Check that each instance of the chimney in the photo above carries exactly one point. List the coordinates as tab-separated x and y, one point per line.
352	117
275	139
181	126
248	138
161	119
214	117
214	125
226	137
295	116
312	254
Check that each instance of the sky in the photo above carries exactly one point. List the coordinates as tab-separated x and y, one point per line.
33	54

*-*-*

* 任务要求 *
能否把上面所有行重写一遍，只将“coordinates”替换成“positions”，其余内容一字不改？

* 参考答案 *
Check that each instance of the chimney in the photo above carries exactly one point. List the positions as tab-separated x and y, one point per line.
352	117
275	139
181	126
248	138
161	119
214	117
214	125
226	137
295	116
312	254
Check that each instance of the sky in the photo above carries exactly one point. List the positions as tab-separated x and y, one point per line.
33	54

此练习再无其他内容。